In the months since my last entry, I've presented a few papers, given a number of talks (three in the last three weeks), completed three chapters of the dissertation, another column and one essay on queer fandom, filed the dissertation, graduated and found a position as a Mellon Postdoctoral Fellow at the University of Michigan in Ann Arbor. I've also gone to a lot of good shows, bought a lot of cheap earrings and dresses from thrift stores, and discovered a new penchant for boots.

This website will undergo some radical revision and editing as it's become far too unwieldy. The archive in particular will be streamlined. This site will probably not emerge as a regular blog again, but hey, stranger things have happened.

 

October 5, 2003, 10:44 p.m.

Since a number of friends have mentioned seeing this film recently, I thought I'd post my next Punk Planet column about Afro-Punk: The "Rock and Roll Nigger" Experience early. (It should be in issue 58, Nov/Dec 2003.)

In a series of blurred, multiple-exposure photographs, New York City filmmaker James Spooner (with photographer Pauline St. Denis and stylist Christine Baker) recreates iconoclastic punk rock images but replaces their white subjects with black punk rockers from his documentary film Afro-Punk: The "Rock and Roll Nigger" Experience. The resulting photographs are not faithful reproductions, and the substitution of black bodies is not a mere corrective or additive. Instead, the fascination lies elsewhere, in the haunting dissonance of seeing these familiar images made unfamiliar. Does the image of a black man, rather than the Clash's Joe Strummer, caught in the act of smashing his guitar, forcefully change the meaning of his rage? If it is a black woman and not a youthful Ian McKaye who holds his head in weariness? Does the hooded figure in the white face paint evoke the skeletal logo of the Misfits, but also black filmmakers the Hughes brothers' Dead Presidents? And the bare-chested black woman, slouching in a white tuxedo jacket, open beer bottle in one hand? Yeah, she belongs to a different world.

The photographs are all cases of mistaken identity. Threatening to unravel the abstractions of punk rock, these photographs call into question the socially coded nature of punk rock's histories, identities, icons, values, and meanings. Sid Vicious' sickly pallor and his appetite for self-destruction written in the track marks and the razor cuts criss-crossing his wasted body, are part of what cemented this image in punk's historical archive. But what often passes in punk (and other avant-gardes, other modernisms) for a romance with danger when a British white boy plays the addict is not available to the black woman in America. The staged photograph of a black female "as" Sid Vicious then is part of a strategy that reveals visual images -- like this and the other iconoclastic punk images-- to be part of a complex of representations that produce "punk rock" as a contingent identity. That is, these photographs offer a privileged opportunity to examine the subterranean politics of the "original," including the historical racial hegemony of punk rock.

Excerpted records:
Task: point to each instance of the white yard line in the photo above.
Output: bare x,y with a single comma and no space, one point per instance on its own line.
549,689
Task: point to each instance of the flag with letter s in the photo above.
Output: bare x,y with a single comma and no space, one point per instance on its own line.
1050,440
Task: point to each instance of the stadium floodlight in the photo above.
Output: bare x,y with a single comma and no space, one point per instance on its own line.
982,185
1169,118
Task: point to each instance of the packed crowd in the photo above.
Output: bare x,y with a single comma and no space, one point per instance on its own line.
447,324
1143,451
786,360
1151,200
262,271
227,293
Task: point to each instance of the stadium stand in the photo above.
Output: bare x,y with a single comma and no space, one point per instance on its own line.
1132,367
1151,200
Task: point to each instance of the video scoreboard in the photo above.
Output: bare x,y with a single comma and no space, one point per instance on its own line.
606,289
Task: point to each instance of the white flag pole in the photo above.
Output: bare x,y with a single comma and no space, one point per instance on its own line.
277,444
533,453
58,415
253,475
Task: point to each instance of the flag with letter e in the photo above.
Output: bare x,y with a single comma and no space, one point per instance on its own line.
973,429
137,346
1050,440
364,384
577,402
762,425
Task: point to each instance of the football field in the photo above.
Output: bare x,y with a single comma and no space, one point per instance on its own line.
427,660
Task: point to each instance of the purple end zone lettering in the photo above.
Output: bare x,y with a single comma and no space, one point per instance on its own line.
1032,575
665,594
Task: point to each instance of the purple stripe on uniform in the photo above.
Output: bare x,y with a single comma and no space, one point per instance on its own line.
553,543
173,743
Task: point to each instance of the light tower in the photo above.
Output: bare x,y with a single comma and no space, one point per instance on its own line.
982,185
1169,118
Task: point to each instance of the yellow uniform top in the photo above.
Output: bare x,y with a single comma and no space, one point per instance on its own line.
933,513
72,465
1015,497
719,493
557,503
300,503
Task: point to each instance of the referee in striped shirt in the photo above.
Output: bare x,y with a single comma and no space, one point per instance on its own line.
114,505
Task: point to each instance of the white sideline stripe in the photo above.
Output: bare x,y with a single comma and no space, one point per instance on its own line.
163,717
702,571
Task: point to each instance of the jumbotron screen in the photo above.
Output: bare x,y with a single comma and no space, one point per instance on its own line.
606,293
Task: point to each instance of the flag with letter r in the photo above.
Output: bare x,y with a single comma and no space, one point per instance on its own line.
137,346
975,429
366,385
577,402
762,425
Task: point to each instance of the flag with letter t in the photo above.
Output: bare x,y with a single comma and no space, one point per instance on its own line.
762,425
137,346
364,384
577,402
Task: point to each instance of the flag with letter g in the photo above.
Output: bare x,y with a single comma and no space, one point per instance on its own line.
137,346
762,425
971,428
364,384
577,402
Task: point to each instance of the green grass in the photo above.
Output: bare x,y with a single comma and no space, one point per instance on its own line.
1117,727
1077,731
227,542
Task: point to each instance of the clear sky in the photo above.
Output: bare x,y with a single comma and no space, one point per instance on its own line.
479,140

Task instructions:
1. According to the post, in which issue of Punk Planet should the column on Afro-Punk appear?
2. Please extract every line of the listing that contains the string "purple", treating uppercase and lowercase as different.

Task results:
1. Issue 58, Nov/Dec 2003.

2.
Task: point to each instance of the purple end zone lettering in the photo above.
Task: point to each instance of the purple stripe on uniform in the photo above.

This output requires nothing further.